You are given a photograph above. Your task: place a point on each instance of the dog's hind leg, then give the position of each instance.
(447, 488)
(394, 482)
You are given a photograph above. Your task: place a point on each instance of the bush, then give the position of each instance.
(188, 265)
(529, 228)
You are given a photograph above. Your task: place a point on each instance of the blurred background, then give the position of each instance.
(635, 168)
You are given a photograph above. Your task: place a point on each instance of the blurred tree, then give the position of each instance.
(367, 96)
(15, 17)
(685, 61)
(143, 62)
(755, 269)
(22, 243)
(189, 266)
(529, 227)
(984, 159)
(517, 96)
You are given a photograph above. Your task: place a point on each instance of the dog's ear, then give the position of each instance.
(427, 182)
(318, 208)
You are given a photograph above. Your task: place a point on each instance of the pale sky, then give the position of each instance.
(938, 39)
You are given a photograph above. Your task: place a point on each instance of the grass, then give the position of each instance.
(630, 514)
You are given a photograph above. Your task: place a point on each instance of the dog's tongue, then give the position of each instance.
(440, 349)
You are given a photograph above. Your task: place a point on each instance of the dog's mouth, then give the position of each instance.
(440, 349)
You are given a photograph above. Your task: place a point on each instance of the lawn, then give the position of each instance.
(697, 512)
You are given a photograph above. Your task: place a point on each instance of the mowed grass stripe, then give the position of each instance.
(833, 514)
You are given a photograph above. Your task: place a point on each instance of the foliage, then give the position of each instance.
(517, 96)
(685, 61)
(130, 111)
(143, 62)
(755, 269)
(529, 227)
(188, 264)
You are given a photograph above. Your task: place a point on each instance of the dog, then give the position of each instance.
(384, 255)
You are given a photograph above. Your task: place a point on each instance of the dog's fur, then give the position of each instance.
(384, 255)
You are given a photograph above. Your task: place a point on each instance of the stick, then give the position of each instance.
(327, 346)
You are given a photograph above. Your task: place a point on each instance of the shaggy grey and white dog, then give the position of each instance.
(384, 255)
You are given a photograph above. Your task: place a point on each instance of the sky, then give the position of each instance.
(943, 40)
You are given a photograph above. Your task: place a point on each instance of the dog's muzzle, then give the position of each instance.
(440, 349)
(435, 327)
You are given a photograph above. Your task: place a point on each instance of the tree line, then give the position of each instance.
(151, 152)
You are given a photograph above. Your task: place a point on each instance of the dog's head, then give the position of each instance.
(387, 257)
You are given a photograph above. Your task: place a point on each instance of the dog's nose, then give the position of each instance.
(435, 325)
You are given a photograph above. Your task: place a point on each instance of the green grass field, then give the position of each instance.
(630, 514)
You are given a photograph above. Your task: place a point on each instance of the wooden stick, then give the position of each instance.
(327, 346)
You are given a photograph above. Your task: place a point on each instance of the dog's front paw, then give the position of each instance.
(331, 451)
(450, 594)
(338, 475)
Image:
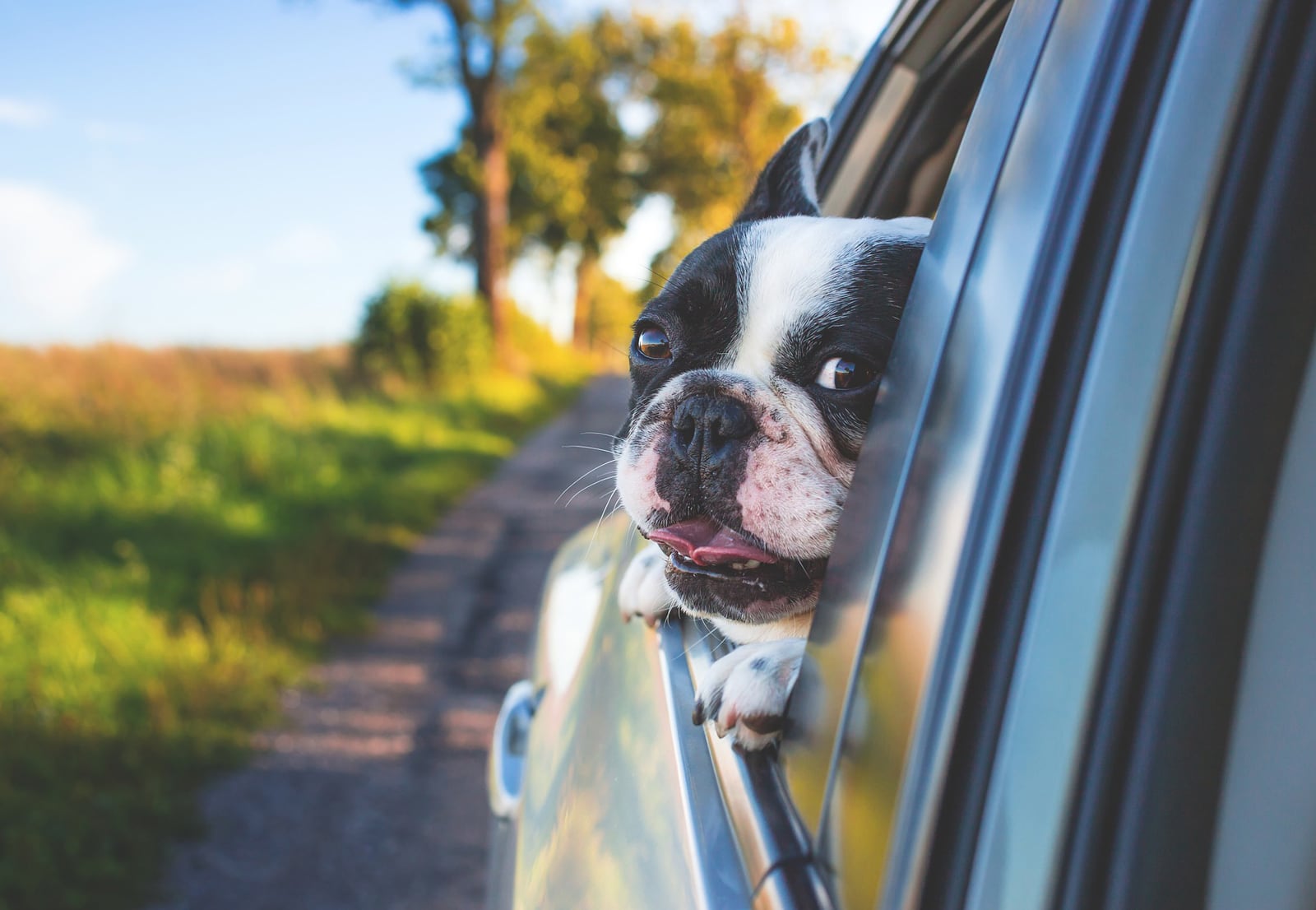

★ ★ ★ ★ ★

EXERCISE AIM
Copy out all the records above, switching "photograph" to "photo" everywhere it occurs and keeping everything else the same. Leave the pictures out.

COMPLETE ANSWER
You are given a photo above. Your task: place a point on each instance of the dog's hind leg, then give the position of each instance.
(447, 488)
(394, 482)
You are given a photo above. Your task: place a point on each instance of the bush, then give the position of each instance.
(188, 265)
(529, 228)
You are given a photo above. Your task: place a point on each instance of the blurred background, then give the position of each instance.
(635, 168)
You are given a photo above. Your task: place a point on each instance of the blurred tree, then give the position of each instance.
(367, 96)
(15, 17)
(685, 61)
(143, 62)
(755, 269)
(22, 243)
(189, 266)
(529, 227)
(984, 159)
(517, 96)
You are given a photo above. Your task: place a point on each instance of the dog's ear, then give the position of each instance.
(427, 182)
(318, 208)
You are given a photo above. Your task: place a point on each instance of the pale sky, then give the position of each instance.
(938, 39)
You are given a photo above. Your task: place a point on each instance of the grass, then give the position of each instance.
(630, 514)
You are given a photo above. Your task: place a point on each instance of the dog's tongue, then give the position of each instance.
(440, 349)
You are given a photo above. Your task: place a point on each instance of the dog's mouth, then give the position of each instance.
(440, 349)
You are given a photo above. Your task: place a point on each instance of the lawn, then give the position of each instance.
(697, 512)
You are given a photo above. Your task: place a point on each instance of the mowed grass stripe, then give the position of each instance.
(833, 514)
You are given a photo above. Your task: place a point on each instance of the foliage, then give the position of each instance.
(517, 96)
(685, 61)
(130, 111)
(143, 62)
(755, 269)
(529, 227)
(188, 264)
You are given a photo above. Your task: place a point on each instance of the dog, then give the position of each instance.
(384, 255)
You are given a photo above. Your task: place a point on each instance of the dog's fur, then give the position of each instance.
(384, 255)
You are given a photo above. Your task: place a point on each instance of the stick, then give the position of each instance.
(327, 346)
You are given a photo above. Your task: place a point on each instance of the shaggy grey and white dog, then give the position of each instance.
(384, 255)
You are given a photo above. Your task: place a point on each instance of the sky, then give the position of each instance.
(943, 40)
You are given a photo above. Your task: place a point on each instance of the dog's muzzle, then give the position of each instance.
(440, 349)
(435, 327)
You are given a photo above. Your task: place a point on each instance of the tree line, then give the position of each instance.
(151, 152)
You are given a photo above. Your task: place a point on each instance of the dog's head, then give the position of each instance.
(387, 257)
You are given a photo above. Your task: place a point on each instance of the dog's nose, then give the position of each instance.
(435, 325)
You are given a photo above. Your task: place a point on each instance of the green grass field, then give the position of each instance.
(630, 514)
You are given a photo above. Your task: place a point on each instance of the wooden stick, then give the position of each instance.
(327, 346)
You are given a photo above. Your task: place a point on each instance of the dog's front paw, then give the position of each instance.
(331, 451)
(450, 594)
(338, 475)
Image:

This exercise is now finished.